• TEXTE À LIRE:

╔══

L'option technocratique, incarnée par Mohammed Ghannouchi, a échoué. Les plus radicaux ont marqué des points, mais le seul problème est que cette coalition de démocrates est très hétéroclite. Il existe en son sein des élites de l'opposition, telles que Moncef Marzouki [un opposant historique à Ben Ali] ou Mustapha Ben Jaffar [secrétaire général du Forum démocratique pour le travail et les libertés], les syndicalistes de l'Union générale des travailleurs de Tunisie [UGTT], des jeunes qui ont lancé la révolution, des bourgeois tunisois, des membres de l'extrême gauche... La rue a eu raison du gouvernement de compromis, mais en face il n'y a, pour l'instant, pas de véritable coalition politique structurée.

F24 - Doit-on craindre une division entre ceux qui, au sein de la population, souhaitent une rupture radicale et ceux qui prônent une transition technocratique ?

V. G. - Non, car tout le monde est favorable à la rupture avec l'ancien régime et à l'adoption d'une nouvelle Constitution. Ce sont des opinions bien partagées, du jeune de Sidi Bouzid au bourgeois de Sidi Bou Saïd. La démission de Mohammed Ghannouchi prouve qu'il y a une vraie volonté démocratique et que les responsables au pouvoir répondent à la rue. Le discours du Premier ministre démissionnaire a été très rassurant : il a dit qu'il ne voulait pas être un obstacle au processus démocratique... C'est l'antithèse des discours du dirigeant libyen Mouammar Kadhafi !

Le processus de transition est incertain, il y a encore beaucoup de points d'interrogations, mais nous sommes loin du chaos. Les services publics fonctionnent, l'administration fonctionne... Ce n'est plus l'ancien régime, et ce n'est pas l'anarchie non plus. On assiste simplement à un rapport de forces entre la logique démocratique et la logique technocratique.

╚══

• TÂCHE DEMANDÉE A: Dans les entrées, recopiez les lignes allant de la ligne contenant « task | point to each instance of the village » à la ligne contenant « 93), (154, 121)] », bornes incluses, en substituant « roofs » à « rooftops » sans rien modifier d'autre.

• MATÉRIEL FOURNI:
╔══

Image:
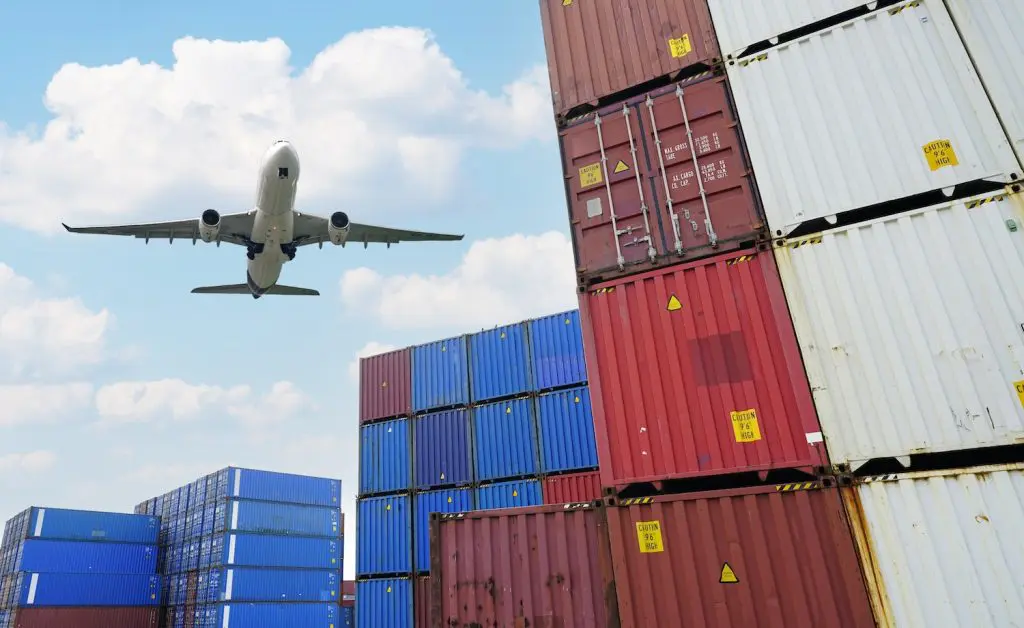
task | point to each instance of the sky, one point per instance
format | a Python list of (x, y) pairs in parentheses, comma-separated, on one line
[(116, 383)]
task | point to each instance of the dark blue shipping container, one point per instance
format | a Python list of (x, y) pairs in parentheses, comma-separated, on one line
[(566, 425), (451, 500), (556, 350), (499, 364), (384, 457), (440, 377), (504, 440), (442, 449), (384, 536)]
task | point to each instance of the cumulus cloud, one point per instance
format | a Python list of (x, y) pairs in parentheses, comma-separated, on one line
[(499, 281)]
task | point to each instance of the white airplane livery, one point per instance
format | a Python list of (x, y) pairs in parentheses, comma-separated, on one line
[(271, 232)]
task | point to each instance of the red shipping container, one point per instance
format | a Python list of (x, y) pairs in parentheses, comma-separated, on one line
[(695, 370), (770, 556), (598, 52), (386, 385), (634, 199)]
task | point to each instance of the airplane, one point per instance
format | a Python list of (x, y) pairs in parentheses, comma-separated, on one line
[(271, 232)]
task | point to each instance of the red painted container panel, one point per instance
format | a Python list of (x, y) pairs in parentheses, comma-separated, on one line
[(386, 385), (749, 557), (695, 370)]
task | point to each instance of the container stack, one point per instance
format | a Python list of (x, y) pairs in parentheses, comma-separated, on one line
[(85, 569)]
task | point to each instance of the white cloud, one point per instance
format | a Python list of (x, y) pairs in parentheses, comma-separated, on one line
[(381, 115), (499, 281)]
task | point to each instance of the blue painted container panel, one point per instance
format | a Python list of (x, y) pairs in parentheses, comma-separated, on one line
[(384, 603), (440, 375), (442, 449), (499, 365), (556, 350), (504, 443), (384, 457), (384, 535), (509, 495), (450, 500), (566, 425)]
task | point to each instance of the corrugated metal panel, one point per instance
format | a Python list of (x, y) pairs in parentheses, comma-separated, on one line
[(565, 422), (505, 440), (384, 603), (384, 536), (442, 449), (454, 500), (595, 50), (876, 128), (545, 567), (384, 457), (499, 365), (748, 557), (386, 385), (694, 370), (556, 350), (910, 350), (944, 548), (440, 375)]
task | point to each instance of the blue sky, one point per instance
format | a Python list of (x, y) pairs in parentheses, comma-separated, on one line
[(116, 383)]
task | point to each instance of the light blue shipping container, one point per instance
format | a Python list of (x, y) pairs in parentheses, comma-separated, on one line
[(556, 350), (384, 457), (451, 500), (440, 375), (499, 363), (566, 425), (504, 440), (384, 536), (384, 603)]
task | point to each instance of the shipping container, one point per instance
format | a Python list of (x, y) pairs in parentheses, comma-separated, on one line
[(907, 350), (763, 556), (505, 440), (876, 130), (694, 370), (556, 350), (597, 52), (441, 452), (452, 500), (546, 566), (565, 422), (440, 375), (384, 536), (634, 197), (385, 385), (384, 457), (943, 548)]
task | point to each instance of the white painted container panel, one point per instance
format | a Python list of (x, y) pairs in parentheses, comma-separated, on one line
[(878, 109), (943, 549), (993, 31), (910, 329)]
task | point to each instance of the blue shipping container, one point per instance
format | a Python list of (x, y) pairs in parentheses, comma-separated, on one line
[(451, 500), (504, 440), (556, 350), (442, 449), (384, 536), (384, 457), (440, 377), (566, 425), (384, 603), (499, 365)]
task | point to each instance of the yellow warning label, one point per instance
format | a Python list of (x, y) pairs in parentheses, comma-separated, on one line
[(940, 154), (649, 537), (744, 425)]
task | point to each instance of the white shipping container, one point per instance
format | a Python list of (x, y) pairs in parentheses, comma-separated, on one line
[(877, 109), (910, 329), (943, 549)]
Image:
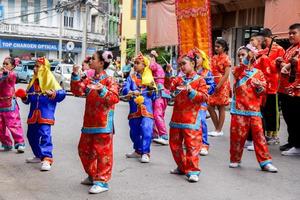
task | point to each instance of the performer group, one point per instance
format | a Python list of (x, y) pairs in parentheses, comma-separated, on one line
[(265, 77)]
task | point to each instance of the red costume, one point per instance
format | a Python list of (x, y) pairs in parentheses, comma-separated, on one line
[(246, 116), (96, 146), (221, 96), (185, 125)]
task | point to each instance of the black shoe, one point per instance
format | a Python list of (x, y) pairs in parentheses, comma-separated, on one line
[(285, 147)]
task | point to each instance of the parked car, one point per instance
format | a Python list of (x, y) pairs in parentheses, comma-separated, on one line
[(62, 74), (24, 71)]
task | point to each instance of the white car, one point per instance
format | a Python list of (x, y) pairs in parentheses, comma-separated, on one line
[(62, 74)]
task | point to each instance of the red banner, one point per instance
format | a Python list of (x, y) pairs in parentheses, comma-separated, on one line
[(194, 25)]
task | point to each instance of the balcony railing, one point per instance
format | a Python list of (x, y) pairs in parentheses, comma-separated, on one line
[(49, 33)]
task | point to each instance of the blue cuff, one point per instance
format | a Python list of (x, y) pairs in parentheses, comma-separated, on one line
[(192, 94), (103, 92), (75, 77)]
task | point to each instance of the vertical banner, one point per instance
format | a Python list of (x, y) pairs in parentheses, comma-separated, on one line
[(194, 25)]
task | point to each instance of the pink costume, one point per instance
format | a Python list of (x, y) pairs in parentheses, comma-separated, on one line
[(160, 103), (9, 112)]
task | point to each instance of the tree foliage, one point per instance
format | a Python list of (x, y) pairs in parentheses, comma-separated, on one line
[(161, 51)]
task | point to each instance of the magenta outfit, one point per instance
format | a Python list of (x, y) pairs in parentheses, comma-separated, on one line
[(160, 103), (10, 120)]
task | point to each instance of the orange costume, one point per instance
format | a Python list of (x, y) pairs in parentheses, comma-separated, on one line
[(221, 96), (96, 142), (185, 125), (246, 116)]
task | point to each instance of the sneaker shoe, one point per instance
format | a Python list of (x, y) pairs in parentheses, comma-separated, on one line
[(203, 152), (21, 149), (292, 152), (45, 165), (7, 148), (216, 134), (161, 141), (33, 160), (98, 187), (270, 168), (145, 158), (248, 143), (234, 165), (87, 181), (176, 171), (285, 147), (133, 155), (193, 178), (250, 148)]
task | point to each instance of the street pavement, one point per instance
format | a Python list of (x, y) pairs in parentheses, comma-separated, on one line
[(134, 180)]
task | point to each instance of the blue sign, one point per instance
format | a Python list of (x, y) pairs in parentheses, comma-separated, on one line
[(1, 12), (28, 45)]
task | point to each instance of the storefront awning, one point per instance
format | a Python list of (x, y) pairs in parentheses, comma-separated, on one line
[(280, 14)]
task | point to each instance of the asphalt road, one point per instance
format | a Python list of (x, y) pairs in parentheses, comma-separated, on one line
[(133, 180)]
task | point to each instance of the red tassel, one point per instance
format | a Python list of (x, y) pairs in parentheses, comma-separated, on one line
[(21, 93)]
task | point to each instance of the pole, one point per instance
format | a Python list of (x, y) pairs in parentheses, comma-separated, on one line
[(84, 31), (138, 27), (60, 37)]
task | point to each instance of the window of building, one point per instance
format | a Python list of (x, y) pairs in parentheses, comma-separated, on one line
[(69, 19), (24, 11), (37, 9), (143, 8)]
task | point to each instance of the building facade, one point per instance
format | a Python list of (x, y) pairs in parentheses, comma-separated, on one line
[(30, 28)]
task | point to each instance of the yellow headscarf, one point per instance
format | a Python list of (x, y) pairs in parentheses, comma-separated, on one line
[(147, 77), (46, 79)]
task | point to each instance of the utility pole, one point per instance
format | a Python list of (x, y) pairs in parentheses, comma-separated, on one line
[(138, 27), (84, 31), (60, 36)]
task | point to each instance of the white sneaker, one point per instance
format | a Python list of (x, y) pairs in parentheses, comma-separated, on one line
[(216, 134), (45, 165), (203, 152), (193, 178), (21, 149), (133, 155), (250, 148), (145, 158), (87, 181), (234, 165), (270, 168), (161, 141), (292, 152), (98, 188), (33, 160)]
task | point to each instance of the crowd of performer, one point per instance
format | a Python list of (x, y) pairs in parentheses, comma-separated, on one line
[(266, 76)]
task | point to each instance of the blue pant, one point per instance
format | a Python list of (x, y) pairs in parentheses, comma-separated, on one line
[(204, 127), (141, 130), (40, 140)]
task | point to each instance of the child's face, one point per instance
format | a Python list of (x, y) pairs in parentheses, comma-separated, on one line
[(7, 65), (138, 66), (254, 41), (186, 66), (36, 68), (242, 54)]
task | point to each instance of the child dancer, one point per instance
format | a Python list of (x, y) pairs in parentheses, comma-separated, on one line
[(160, 104), (140, 89), (185, 125), (9, 109), (203, 69), (96, 142), (43, 93), (220, 99), (249, 87)]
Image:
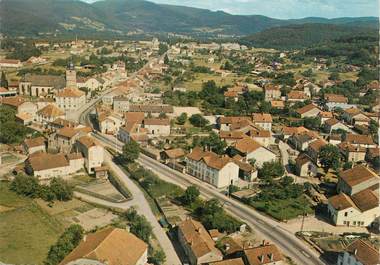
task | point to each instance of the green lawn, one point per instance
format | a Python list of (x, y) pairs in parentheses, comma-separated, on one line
[(26, 231), (284, 209)]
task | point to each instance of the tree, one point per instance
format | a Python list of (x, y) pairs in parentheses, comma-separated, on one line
[(158, 257), (330, 157), (214, 143), (334, 76), (271, 170), (181, 119), (62, 190), (4, 81), (131, 151), (65, 244), (197, 120), (25, 185), (190, 195)]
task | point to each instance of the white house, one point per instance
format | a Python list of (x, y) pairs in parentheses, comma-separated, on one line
[(93, 153), (359, 252), (211, 168), (70, 99), (252, 150)]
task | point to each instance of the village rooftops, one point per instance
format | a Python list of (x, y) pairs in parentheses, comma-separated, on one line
[(12, 101), (197, 237), (152, 108), (246, 145), (209, 158), (34, 142), (335, 98), (262, 117), (359, 139), (263, 255), (364, 252), (50, 111), (237, 261), (44, 161), (357, 175), (112, 246), (57, 82), (87, 141), (306, 108), (70, 93), (154, 121)]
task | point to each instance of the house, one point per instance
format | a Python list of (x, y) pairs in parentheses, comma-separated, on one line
[(93, 153), (264, 120), (110, 123), (34, 145), (252, 150), (305, 166), (236, 261), (277, 104), (111, 246), (295, 96), (356, 179), (355, 116), (91, 83), (272, 92), (231, 137), (266, 254), (172, 155), (157, 127), (360, 140), (133, 131), (352, 153), (154, 110), (45, 166), (219, 171), (325, 115), (359, 252), (10, 63), (308, 111), (7, 93), (287, 132), (360, 209), (197, 243), (333, 125), (70, 99), (48, 114), (334, 101), (63, 139), (40, 85), (263, 137), (121, 104), (230, 123)]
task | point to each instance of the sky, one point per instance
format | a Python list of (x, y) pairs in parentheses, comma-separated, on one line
[(285, 9)]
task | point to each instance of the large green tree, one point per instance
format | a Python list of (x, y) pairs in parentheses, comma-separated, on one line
[(131, 151), (330, 157)]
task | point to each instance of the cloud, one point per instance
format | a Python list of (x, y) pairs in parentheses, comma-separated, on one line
[(287, 8)]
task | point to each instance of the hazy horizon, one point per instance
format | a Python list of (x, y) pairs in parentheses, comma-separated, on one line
[(283, 9)]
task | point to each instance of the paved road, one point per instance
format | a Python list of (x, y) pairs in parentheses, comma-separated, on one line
[(265, 226), (142, 206)]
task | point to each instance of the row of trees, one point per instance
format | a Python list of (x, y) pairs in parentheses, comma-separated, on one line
[(28, 186)]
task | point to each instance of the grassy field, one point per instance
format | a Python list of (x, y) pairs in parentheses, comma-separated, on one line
[(284, 209), (26, 231)]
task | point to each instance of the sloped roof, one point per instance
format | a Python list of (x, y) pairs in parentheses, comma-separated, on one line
[(364, 252), (197, 238), (113, 246), (265, 252)]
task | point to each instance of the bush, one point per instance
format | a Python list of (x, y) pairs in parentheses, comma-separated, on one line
[(65, 244)]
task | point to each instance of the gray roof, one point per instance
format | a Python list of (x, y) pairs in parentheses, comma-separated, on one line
[(57, 82)]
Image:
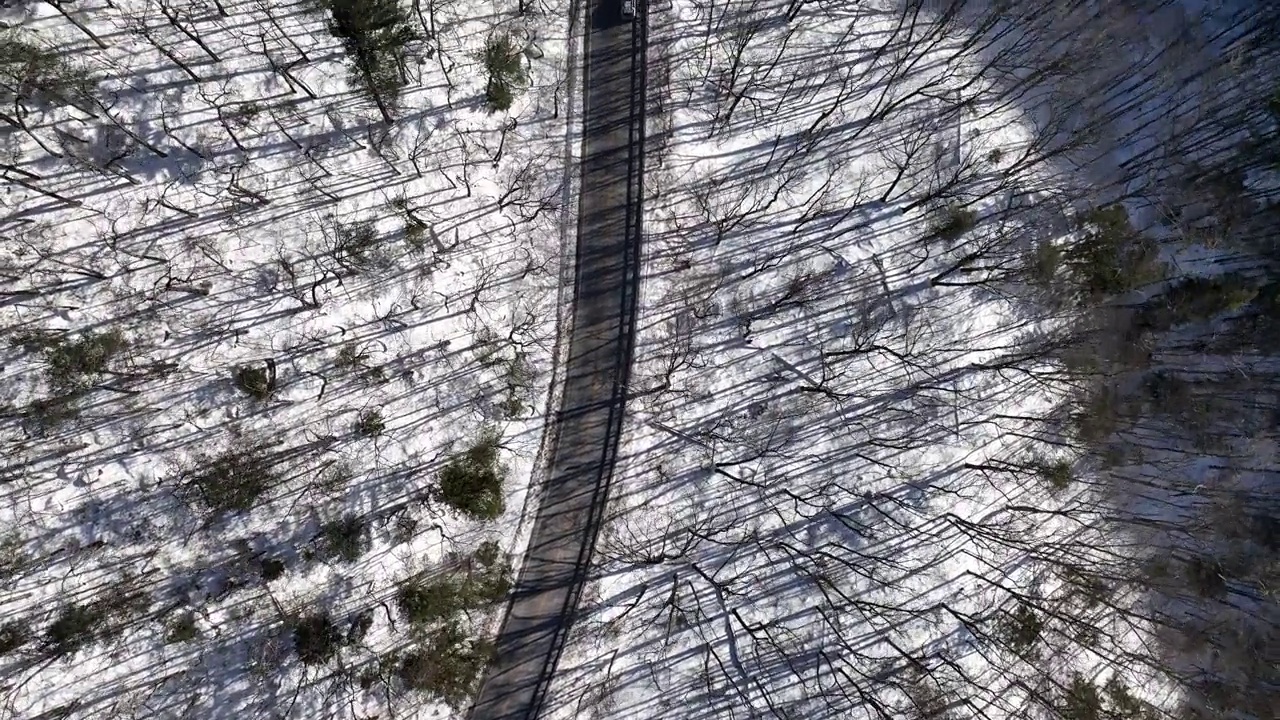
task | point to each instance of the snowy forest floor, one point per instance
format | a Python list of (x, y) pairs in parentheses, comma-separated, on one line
[(251, 336), (955, 384)]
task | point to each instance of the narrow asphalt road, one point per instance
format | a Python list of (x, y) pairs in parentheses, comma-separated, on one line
[(599, 358)]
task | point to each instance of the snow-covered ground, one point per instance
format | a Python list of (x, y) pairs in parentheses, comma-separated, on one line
[(854, 482), (197, 224)]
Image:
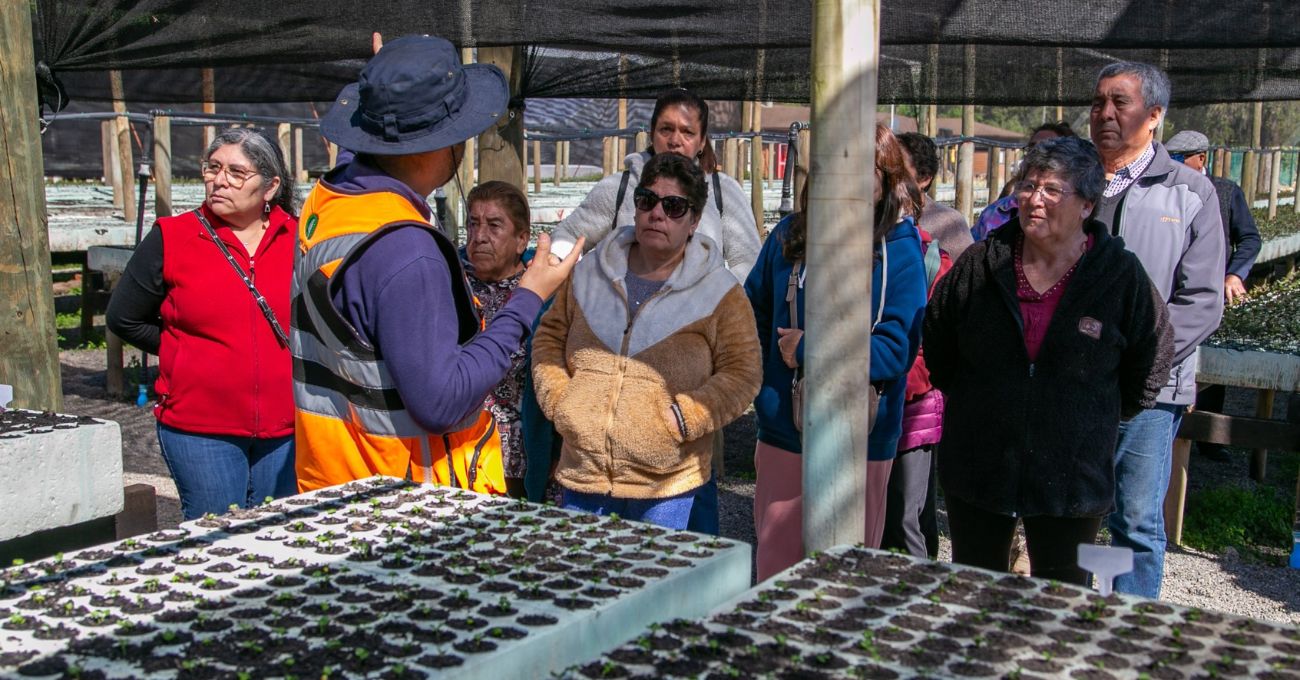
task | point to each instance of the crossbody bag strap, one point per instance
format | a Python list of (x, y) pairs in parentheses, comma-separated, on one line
[(618, 202), (256, 294), (718, 193), (792, 298), (884, 284)]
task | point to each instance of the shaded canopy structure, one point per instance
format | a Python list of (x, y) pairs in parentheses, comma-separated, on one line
[(995, 52)]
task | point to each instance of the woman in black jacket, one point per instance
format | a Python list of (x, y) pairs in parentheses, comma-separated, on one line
[(1041, 338)]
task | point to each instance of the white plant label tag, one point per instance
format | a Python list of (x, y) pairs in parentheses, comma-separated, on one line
[(1105, 563)]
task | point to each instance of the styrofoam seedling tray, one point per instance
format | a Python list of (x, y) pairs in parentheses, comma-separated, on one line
[(857, 613), (375, 579)]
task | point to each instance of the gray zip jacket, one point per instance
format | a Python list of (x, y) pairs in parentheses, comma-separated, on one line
[(1169, 217), (735, 229)]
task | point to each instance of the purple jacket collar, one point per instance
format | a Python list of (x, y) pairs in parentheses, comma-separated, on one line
[(363, 177)]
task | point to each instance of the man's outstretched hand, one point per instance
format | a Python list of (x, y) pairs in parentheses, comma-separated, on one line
[(545, 273)]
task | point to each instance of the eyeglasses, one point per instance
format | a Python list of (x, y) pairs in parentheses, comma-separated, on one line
[(1051, 194), (674, 207), (237, 177)]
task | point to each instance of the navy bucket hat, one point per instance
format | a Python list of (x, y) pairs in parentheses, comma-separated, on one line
[(416, 96)]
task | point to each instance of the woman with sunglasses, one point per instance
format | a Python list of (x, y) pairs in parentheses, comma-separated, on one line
[(677, 125), (208, 291), (648, 350), (1071, 340), (775, 289)]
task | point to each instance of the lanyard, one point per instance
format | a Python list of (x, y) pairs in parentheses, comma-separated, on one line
[(256, 294)]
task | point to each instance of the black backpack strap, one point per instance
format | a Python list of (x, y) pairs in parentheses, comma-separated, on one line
[(718, 194), (618, 202)]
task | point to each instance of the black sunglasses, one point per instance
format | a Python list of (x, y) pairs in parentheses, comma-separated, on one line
[(674, 207)]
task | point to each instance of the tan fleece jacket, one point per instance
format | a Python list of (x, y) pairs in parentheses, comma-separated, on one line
[(607, 380)]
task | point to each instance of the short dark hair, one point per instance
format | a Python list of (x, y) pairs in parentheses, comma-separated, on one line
[(685, 172), (1058, 128), (1073, 159), (510, 199), (924, 155), (685, 98)]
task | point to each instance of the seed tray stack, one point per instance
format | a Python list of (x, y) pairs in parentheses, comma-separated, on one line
[(375, 579), (857, 613)]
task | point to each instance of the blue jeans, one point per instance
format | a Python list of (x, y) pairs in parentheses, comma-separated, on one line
[(213, 472), (1143, 459), (668, 512), (703, 511)]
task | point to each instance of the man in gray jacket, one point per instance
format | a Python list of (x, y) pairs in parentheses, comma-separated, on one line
[(1168, 215)]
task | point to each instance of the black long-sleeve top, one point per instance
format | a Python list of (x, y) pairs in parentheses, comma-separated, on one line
[(1243, 235), (133, 311)]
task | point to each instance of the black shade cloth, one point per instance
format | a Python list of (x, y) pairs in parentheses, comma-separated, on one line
[(1015, 53)]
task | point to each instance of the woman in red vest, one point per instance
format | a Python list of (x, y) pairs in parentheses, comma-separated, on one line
[(208, 293)]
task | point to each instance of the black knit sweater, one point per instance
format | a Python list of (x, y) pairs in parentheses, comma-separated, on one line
[(1039, 438)]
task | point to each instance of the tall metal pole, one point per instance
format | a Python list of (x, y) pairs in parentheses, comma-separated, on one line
[(30, 356), (845, 53)]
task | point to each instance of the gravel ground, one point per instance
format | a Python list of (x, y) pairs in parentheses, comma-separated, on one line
[(1192, 577)]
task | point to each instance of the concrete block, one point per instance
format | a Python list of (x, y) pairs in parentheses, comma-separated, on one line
[(59, 471)]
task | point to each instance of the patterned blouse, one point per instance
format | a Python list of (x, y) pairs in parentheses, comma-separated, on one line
[(505, 398)]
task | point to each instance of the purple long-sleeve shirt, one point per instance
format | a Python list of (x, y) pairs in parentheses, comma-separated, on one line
[(398, 295)]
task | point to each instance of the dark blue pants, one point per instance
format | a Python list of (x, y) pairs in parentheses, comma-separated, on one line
[(213, 472)]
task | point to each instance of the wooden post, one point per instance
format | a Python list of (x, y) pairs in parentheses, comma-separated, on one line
[(623, 125), (537, 167), (30, 356), (1260, 457), (1295, 191), (755, 181), (801, 163), (161, 169), (209, 105), (285, 135), (845, 52), (1274, 182), (557, 167), (501, 147), (299, 169), (112, 170), (965, 202), (1175, 496), (122, 130)]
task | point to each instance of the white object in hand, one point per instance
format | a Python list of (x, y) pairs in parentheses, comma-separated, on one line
[(1105, 563), (560, 248)]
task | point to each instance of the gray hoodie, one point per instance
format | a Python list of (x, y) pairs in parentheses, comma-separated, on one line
[(1169, 217), (733, 229)]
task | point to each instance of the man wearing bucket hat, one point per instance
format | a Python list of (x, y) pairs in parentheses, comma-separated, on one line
[(1243, 243), (390, 359)]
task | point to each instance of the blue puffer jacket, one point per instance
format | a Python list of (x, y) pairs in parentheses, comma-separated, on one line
[(893, 345)]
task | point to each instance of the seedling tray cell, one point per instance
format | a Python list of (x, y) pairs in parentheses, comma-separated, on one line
[(373, 579), (857, 613)]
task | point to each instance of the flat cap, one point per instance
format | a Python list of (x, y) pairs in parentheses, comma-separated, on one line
[(1187, 142)]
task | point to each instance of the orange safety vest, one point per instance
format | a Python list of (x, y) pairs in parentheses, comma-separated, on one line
[(350, 420)]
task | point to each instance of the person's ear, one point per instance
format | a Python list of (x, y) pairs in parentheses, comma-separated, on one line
[(272, 189)]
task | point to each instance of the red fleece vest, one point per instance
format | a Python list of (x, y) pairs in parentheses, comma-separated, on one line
[(221, 371)]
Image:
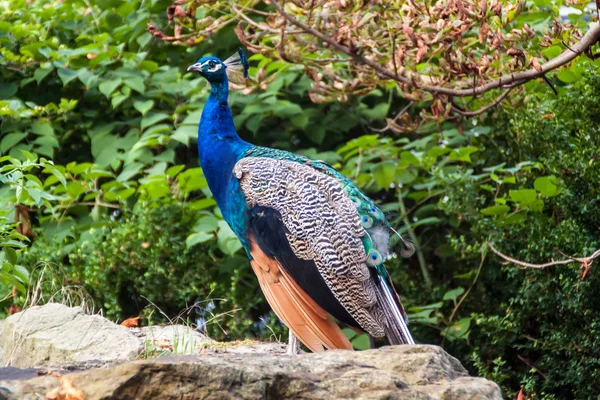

╚══

• TÂCHE DEMANDÉE B: D'après le texte à lire, qu'a déclaré le Premier ministre démissionnaire dans son discours ?

• RÉPONSE RÉDIGÉE A:
task | point to each instance of the village roofs, one point per instance
format | a Python list of (x, y) pairs in parentheses, comma-separated, on one line
[(12, 101), (197, 237), (152, 108), (246, 145), (209, 158), (34, 142), (335, 98), (262, 117), (359, 139), (263, 255), (364, 252), (50, 111), (237, 261), (44, 161), (357, 175), (112, 246), (57, 82), (87, 141), (306, 108), (70, 93), (154, 121)]

• RÉPONSE RÉDIGÉE B: Il a déclaré qu'il ne voulait pas être un obstacle au processus démocratique.